India’s virus deaths top China's as hot spots shift to poorer nations
India is the latest country whose coronavirus death toll has topped the number of lives lost in China, where the pandemic started, as hot spots shift to developing countries ill-equipped to contain its spread.
The South Asian nation’s death toll hit 4,695 on Thursday, climbing past the 4,638 fatalities from COVID-19 in China. The nation of 1.3 billion people now has the highest number of fatalities in Asia, excluding Iran, despite the largest lockdown in the world.
The country’s death toll quadrupled in less than a month, accelerating by more than 1,000 over the past week, while infections have been soaring at a similar pace. Government experts have begun to acknowledge the outbreak won’t peak until June or July.
The total number of cases in India is already about twice the level in China, and also surpasses those in Iran. Infections rose to 165,069 on Thursday, the ninth highest globally, according to data from Johns Hopkins University.

§ Information shown

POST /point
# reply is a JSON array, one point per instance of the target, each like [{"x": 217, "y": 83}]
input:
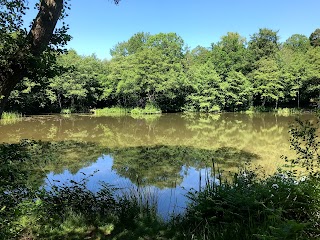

§ Task list
1) From the article on India's virus deaths, copy out the passage that begins at the words "The total number" and stops after the words "Johns Hopkins University.".
2) Translate this sentence from the article on India's virus deaths into Spanish: "Government experts have begun to acknowledge the outbreak won’t peak until June or July."
3) Pick up the article on India's COVID-19 death toll after its final sentence and keep writing.

§ Exercise responses
1)
The total number of cases in India is already about twice the level in China, and also surpasses those in Iran. Infections rose to 165,069 on Thursday, the ninth highest globally, according to data from Johns Hopkins University.

2) Los expertos del gobierno han comenzado a reconocer que el brote no alcanzará su punto máximo hasta junio o julio.

3)
“The hope was the lockdown will be able to prevent transmission, but clearly that did not happen,” said Vivekanand Jha, executive director of the George Institute of Global Health, India.
While still far behind the number of cases and deaths seen in places like the U.S., Spain and Italy, the rapid growth of India’s virus burden comes as the pace of new infections starts to plateau or decline in many of the wealthier countries where the pandemic first struck, and explode across the developing world.
In recent weeks, Brazil’s epidemic has quickly grown to be the largest in the world behind only the U.S., while Peru, Mexico and Chile are all rapidly developing into problem spots.
Health experts warned earlier this year of the dangers the coronavirus presents to developing nations such as India, which possess fewer strategies to contain the disease’s spread than wealthier countries. Lockdowns can’t be maintained for as long in poorer countries where many people depend on daily wages to survive, crowded slum areas make social distancing impossible, and health care systems are under-resourced even during the best of times.
“The health care systems of these countries will be tested really badly, and it is quite likely that in many instances they will just not be able to meet with the need,” Jha said. “If that’s the case, unfortunately, we’ll see a huge amount of suffering.”
India’s coronavirus infections are escalating at the fastest pace in Asia as Prime Minister Narendra Modi has been forced to start gradually relaxing the country’s nationwide lockdown to boost economic activity and ease the pain of what’s set to be the economy’s first annual contraction in 40 years.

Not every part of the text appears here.